>>>
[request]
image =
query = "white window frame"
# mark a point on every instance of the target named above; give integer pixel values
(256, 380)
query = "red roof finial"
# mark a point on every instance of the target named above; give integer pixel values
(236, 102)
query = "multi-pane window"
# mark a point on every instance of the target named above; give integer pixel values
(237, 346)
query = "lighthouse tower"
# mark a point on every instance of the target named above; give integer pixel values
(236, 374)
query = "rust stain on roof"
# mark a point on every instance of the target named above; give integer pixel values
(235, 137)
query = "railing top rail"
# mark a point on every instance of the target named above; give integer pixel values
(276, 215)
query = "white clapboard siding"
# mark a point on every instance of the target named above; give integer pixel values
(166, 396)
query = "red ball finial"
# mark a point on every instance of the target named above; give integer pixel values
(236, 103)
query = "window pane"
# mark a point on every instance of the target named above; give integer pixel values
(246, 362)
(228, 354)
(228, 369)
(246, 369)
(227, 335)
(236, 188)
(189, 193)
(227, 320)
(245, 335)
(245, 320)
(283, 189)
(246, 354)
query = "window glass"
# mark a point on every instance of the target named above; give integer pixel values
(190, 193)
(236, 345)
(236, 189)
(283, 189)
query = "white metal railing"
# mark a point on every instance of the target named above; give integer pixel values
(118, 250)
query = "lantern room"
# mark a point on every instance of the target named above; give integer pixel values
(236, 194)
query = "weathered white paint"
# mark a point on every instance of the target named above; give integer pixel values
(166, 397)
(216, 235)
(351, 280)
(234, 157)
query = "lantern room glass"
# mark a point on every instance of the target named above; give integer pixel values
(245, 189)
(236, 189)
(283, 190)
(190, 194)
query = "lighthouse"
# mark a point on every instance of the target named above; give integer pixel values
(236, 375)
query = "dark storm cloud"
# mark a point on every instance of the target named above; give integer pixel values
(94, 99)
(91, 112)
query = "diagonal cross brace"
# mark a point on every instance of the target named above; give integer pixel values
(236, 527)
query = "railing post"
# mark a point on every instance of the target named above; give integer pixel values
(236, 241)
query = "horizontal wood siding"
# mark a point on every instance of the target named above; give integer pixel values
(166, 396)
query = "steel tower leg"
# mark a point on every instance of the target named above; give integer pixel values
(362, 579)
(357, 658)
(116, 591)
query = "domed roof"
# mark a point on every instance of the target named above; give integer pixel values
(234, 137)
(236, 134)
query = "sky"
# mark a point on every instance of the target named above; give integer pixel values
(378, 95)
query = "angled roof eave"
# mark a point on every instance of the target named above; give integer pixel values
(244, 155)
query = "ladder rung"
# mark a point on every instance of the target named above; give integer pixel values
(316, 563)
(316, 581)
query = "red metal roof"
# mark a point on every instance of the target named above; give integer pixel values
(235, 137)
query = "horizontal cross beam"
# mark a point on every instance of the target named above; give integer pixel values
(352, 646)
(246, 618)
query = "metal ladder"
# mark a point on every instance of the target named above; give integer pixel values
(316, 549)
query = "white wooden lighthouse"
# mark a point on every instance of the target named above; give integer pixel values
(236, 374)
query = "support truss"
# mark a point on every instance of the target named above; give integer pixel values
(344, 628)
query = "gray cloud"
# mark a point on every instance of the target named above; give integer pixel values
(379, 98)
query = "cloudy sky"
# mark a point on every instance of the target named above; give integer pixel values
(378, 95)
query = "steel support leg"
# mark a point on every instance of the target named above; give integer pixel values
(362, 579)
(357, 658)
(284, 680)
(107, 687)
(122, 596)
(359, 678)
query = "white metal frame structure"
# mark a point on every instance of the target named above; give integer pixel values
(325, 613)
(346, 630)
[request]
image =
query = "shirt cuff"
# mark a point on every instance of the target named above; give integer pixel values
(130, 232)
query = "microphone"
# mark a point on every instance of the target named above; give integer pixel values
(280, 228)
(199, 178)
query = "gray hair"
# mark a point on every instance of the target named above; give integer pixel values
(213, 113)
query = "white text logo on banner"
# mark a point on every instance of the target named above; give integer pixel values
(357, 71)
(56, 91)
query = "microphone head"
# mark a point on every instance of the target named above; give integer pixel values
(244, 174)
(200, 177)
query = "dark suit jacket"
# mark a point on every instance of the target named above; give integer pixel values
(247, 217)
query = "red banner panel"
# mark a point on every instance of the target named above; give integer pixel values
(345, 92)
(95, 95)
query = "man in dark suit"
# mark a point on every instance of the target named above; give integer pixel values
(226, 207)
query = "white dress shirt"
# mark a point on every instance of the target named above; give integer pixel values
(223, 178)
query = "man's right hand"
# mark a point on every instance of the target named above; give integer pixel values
<<<
>>>
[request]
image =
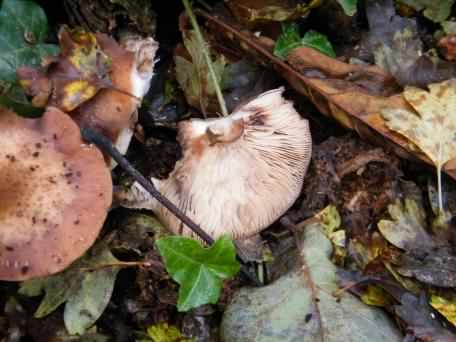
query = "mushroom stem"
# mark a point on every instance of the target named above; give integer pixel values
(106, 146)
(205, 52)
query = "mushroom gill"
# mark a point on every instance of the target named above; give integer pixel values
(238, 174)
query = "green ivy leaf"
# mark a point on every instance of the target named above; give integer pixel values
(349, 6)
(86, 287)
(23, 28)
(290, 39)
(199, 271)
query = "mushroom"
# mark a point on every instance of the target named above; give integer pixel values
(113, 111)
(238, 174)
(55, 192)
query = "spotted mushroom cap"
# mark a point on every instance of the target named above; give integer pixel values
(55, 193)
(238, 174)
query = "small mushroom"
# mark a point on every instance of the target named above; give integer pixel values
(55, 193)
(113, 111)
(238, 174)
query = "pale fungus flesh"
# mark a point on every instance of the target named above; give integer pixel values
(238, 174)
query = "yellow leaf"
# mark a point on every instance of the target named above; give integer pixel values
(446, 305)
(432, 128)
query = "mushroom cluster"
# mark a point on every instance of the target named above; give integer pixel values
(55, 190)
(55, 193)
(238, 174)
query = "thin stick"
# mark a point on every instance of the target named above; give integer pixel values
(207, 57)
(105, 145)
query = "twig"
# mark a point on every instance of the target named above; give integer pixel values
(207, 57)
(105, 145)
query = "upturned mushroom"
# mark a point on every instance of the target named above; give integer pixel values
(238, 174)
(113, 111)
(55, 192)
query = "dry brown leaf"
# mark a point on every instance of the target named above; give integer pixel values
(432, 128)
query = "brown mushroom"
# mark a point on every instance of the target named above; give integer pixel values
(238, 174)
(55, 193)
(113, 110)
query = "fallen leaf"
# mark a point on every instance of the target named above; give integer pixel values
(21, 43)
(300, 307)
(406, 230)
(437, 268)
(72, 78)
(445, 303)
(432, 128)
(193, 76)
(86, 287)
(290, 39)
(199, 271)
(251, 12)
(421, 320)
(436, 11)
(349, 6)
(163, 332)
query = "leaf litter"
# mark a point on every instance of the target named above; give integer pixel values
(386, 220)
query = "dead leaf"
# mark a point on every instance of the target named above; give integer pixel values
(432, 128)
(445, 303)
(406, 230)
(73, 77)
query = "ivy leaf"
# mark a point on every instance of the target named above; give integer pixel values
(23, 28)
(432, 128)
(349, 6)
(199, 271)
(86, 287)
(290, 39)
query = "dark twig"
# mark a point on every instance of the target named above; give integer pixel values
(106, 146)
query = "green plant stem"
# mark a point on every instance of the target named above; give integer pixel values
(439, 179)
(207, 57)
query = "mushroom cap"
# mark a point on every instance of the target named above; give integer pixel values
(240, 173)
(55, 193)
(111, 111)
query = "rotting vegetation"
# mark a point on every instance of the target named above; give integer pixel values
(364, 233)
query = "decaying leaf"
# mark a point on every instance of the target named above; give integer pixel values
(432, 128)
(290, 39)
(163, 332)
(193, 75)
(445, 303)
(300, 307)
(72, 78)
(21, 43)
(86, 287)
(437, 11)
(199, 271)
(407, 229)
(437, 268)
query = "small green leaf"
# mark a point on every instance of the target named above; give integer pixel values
<<<
▶ **Exercise description**
How many lines in the items above contain the word "support"? Reply with the number alone.

▶ **Answer in full**
2